Problem to work on — Looking at the data that follows, count the lines containing the word "verge" and write down only that count.

Data —
■ ■ ■ ■
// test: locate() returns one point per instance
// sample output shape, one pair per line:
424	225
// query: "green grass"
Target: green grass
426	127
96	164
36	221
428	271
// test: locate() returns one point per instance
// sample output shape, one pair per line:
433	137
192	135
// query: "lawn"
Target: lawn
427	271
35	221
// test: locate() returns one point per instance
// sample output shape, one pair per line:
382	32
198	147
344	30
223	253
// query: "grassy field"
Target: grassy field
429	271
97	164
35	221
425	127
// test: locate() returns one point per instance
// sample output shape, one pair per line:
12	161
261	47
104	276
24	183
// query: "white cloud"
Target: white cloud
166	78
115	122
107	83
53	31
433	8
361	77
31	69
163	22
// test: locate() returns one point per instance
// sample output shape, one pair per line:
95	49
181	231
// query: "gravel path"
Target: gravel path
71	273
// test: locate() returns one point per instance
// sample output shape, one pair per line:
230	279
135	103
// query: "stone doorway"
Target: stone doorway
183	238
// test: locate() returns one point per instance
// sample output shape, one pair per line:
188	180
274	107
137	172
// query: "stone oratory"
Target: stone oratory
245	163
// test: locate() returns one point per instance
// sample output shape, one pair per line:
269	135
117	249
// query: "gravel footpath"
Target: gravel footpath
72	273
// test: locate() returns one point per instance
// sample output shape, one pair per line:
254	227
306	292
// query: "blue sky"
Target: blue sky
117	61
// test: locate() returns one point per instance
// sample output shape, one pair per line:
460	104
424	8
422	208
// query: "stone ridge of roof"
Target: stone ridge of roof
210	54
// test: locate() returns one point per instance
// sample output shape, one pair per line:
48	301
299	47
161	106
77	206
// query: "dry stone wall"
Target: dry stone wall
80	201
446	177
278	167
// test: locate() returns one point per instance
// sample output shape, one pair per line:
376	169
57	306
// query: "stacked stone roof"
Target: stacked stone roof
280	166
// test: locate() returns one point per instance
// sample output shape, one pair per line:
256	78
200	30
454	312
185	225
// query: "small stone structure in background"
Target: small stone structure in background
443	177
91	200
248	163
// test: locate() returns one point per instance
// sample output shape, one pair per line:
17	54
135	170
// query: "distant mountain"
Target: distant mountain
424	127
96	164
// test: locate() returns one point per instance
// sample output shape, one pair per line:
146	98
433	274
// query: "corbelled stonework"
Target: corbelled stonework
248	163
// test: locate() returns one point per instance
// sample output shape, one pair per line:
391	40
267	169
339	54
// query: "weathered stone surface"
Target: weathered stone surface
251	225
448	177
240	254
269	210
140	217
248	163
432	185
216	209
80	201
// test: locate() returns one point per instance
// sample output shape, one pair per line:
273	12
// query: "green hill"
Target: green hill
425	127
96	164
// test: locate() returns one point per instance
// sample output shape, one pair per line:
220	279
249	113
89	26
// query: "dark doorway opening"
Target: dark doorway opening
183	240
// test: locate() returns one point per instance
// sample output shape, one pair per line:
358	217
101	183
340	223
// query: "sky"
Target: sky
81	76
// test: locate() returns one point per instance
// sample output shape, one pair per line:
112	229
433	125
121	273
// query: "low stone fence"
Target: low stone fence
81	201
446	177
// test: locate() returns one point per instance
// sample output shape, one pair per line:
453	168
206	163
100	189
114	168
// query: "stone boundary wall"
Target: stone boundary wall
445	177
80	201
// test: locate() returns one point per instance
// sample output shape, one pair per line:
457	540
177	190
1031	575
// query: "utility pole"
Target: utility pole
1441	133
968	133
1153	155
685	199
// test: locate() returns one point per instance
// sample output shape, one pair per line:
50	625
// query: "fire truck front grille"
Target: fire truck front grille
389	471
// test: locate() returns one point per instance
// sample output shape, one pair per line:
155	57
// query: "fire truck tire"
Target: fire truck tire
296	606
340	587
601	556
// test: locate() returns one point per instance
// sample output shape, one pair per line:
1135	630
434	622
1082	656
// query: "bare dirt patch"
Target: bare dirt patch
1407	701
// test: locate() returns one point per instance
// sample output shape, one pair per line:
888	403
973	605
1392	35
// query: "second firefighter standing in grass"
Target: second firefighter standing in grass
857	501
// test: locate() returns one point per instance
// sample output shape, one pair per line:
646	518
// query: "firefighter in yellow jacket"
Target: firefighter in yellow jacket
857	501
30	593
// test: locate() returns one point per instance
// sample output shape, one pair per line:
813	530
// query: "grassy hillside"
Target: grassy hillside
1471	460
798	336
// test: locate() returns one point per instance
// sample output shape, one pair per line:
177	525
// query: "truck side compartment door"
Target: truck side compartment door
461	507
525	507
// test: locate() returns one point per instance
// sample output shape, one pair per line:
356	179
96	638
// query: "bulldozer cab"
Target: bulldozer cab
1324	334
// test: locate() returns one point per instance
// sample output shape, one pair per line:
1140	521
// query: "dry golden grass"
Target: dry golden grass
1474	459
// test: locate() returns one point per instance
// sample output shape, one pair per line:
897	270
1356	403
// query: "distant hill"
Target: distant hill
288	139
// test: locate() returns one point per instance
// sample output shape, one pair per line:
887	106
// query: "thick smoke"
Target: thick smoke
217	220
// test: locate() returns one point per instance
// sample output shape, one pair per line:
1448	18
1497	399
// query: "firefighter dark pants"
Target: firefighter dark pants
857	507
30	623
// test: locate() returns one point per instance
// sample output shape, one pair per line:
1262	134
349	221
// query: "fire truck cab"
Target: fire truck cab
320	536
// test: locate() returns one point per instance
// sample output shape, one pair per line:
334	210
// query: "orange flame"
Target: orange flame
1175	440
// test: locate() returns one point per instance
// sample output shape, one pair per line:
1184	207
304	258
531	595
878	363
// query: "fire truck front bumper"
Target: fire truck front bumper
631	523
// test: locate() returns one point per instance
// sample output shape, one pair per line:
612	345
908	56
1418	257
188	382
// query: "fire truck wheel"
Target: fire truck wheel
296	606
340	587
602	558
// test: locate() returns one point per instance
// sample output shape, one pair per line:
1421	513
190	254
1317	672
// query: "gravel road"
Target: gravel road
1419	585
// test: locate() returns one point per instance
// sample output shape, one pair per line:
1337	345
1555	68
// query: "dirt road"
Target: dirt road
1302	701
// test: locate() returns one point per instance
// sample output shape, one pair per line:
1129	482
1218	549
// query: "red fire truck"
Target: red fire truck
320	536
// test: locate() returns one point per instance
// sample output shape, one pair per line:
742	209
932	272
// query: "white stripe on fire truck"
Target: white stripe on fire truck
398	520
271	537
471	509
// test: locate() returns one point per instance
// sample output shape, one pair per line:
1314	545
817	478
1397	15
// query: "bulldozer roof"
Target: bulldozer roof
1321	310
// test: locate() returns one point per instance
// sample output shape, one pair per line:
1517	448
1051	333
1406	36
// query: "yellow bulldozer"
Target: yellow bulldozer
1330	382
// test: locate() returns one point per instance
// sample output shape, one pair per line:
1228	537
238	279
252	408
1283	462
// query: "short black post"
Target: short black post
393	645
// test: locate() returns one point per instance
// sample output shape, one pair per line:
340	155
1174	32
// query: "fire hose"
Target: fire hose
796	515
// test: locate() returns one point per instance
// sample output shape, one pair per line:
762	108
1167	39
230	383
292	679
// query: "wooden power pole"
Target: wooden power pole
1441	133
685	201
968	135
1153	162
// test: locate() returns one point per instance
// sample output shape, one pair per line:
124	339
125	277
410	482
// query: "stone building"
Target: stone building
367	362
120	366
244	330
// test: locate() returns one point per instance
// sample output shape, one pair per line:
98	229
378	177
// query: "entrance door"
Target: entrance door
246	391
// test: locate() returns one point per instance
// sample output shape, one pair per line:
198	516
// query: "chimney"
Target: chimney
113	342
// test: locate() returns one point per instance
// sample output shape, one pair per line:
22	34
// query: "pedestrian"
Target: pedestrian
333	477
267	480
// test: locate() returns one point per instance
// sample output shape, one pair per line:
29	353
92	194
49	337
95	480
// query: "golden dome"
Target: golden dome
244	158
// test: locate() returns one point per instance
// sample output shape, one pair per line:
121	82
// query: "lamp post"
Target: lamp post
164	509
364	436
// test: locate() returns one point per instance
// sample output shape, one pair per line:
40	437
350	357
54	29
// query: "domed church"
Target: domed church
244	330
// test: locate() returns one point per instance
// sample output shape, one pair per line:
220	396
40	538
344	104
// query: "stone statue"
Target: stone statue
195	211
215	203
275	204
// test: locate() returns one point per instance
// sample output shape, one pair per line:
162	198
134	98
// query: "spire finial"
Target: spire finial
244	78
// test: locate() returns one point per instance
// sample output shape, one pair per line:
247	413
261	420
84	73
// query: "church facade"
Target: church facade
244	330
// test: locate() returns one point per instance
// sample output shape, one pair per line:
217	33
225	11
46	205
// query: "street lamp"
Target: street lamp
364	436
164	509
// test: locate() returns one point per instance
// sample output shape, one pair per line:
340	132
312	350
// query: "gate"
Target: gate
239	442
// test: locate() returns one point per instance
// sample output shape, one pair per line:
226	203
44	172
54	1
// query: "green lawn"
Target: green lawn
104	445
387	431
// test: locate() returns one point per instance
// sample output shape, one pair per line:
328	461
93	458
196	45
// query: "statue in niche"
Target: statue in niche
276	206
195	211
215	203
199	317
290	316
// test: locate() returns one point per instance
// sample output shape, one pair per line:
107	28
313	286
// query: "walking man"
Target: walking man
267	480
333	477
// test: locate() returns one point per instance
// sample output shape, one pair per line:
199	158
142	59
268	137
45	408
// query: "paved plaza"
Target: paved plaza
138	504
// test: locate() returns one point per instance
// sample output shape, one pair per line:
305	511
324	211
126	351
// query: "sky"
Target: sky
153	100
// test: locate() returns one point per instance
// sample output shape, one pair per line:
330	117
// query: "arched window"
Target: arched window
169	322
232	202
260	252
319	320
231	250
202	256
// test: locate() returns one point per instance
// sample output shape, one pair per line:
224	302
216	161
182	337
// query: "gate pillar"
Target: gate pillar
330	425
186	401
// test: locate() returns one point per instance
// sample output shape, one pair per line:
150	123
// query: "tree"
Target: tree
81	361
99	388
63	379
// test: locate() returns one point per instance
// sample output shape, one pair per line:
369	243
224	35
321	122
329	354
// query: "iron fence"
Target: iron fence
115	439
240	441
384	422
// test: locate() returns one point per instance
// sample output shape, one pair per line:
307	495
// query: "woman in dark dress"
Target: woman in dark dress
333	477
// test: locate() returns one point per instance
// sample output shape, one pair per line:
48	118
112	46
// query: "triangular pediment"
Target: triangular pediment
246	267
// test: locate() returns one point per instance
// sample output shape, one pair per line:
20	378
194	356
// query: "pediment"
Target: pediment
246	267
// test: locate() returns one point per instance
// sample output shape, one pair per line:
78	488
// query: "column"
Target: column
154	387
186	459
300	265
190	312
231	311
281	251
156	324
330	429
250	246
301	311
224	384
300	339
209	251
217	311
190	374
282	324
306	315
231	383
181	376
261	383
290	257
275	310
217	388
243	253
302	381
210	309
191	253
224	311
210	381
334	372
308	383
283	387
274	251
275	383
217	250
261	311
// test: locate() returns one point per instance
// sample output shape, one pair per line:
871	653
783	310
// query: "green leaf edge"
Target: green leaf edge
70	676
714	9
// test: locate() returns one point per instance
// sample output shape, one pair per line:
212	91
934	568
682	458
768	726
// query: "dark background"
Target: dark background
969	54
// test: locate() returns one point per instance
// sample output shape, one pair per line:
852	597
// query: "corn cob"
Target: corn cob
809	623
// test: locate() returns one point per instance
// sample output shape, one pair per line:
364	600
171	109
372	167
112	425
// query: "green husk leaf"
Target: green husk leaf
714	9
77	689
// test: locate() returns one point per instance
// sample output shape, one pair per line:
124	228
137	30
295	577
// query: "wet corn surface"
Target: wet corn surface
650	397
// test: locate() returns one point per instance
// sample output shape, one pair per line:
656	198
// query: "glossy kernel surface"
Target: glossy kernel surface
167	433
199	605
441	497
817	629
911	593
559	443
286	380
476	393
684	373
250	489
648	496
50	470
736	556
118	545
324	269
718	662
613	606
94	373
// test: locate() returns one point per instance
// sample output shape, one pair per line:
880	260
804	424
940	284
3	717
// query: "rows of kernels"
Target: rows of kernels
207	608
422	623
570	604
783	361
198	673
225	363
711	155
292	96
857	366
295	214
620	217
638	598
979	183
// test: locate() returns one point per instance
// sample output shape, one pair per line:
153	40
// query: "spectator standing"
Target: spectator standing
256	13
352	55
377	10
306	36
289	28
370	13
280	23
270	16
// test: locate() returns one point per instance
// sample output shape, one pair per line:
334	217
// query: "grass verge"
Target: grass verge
■ ■ ■ ■
Output of the exercise — 2